[Written exercise 1]: Could you print the part of the forum thread starting with "What are the" and going on through "to construct counterexamples..."?
[Written exercise 2]: Which usernames appear in square brackets in the forum thread? List each one once.

[Given text]:

»»

The most obvious way to me to prove that would be to prove the contrapositive: if A and B are both nonempty, then A × B is nonempty.

 

[poutsos.A]

What are the individual steps?

Incidentally, it's clear that you've made a mistake: along the way, you asserted that

AxB = Φ ====> A = Φ

but it's easy to construct counterexamples...

I never asserted that ,but i proved that:

I started by assuming AxB = Φ and then by using double implications supported by definitions and a propositional logic law [( p&q <-----> r&s)<=====> (p---->r)&(q----->s)] i ended up with [(aεA----->aεΦ)& ( bεB------->bεΦ)] .From here i used addition elimination ( a law of propositional logic ) to conclude (aεA----->aεΦ) ,which implies that A IS A subset of Φ ,and since Φ is a subset of A then A= Φ. Now from here i used disjunction introduction ( a law in propositional logic :p====>p v q ) to conclude : A = Φ v B = Φ

 

[Hurkyl]

and a propositional logic law [( p&q <-----> r&s)<=====> (p---->r)&(q----->s)]

That isn't valid rule of inference. Here is a truth assignment v that invalidates it:

(I'm abbreviating true and false as T and F, respectively)

v(p) = T, v(q) = F, v(r) = F, v(s) = T

v(p&q <---> r&s) = (T&F <---> F&T) = (F <---> F) = T

v((p-->r)&(q-->s)) = (T-->F)&(F-->T) = F&T = F

Because these formulas have different truth values under the given truth assignment,
[( p&q <-----> r&s)<=====> (p---->r)&(q----->s)] is not valid in Boolean logic.

 

[adriank]

You claim you proved that A \times B = \varnothing \Longrightarrow A = \varnothing, but that is clearly false (so the proof is invalid somewhere): take A to be any nonempty set and B to be the empty set, and you have a counterexample. What Hurkyl posted above explains where your proof went wrong.

 

[poutsos.A]

That isn't valid rule of inference. Here is a truth assignment v that invalidates it:

(I'm abbreviating true and false as T and F, respectively)

v(p) = T, v(q) = F, v(r) = F, v(s) = T

v(p&q <---> r&s) = (T&F <---> F&T) = (F <---> F) = T

v((p-->r)&(q-->s)) = (T-->F)&(F-->T) = F&T = F

Because these formulas have different truth values under the given truth assignment,
[( p&q <-----> r&s)<=====> (p---->r)&(q----->s)] is not valid in Boolean logic.

There is no Boolean Logic but Boolean Algebra and propositional logic.


There is no theorem to support your argument .

Besides all proofs in mathematics are syntactical in character and not semantical .

Your argument is semantical ,because it uses true and false values and thus non valid

 

[Hurkyl]

There is no theorem to support your argument .

Ah, but there is: propositional logic is sound: the rules of inference in propositional logic cannot prove a result that is semantically invalid.

More generally, given a set H of hypotheses and a conclusion C, we have the following theorem:

Theorem: H syntactically implies C if and only if H semantically implies C​

One direction of this theorem is soundness, the other completeness. This is also a theorem of (Boolean) first-order logic in general, not merely of (Boolean) propositional logic.

««

[Data records]:

»»

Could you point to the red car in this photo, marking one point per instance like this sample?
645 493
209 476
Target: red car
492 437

««

[Worked solution 1]:
What are the individual steps?

Incidentally, it's clear that you've made a mistake: along the way, you asserted that

AxB = Φ ====> A = Φ

but it's easy to construct counterexamples...

[Worked solution 2]:
poutsos.A
Hurkyl
adriank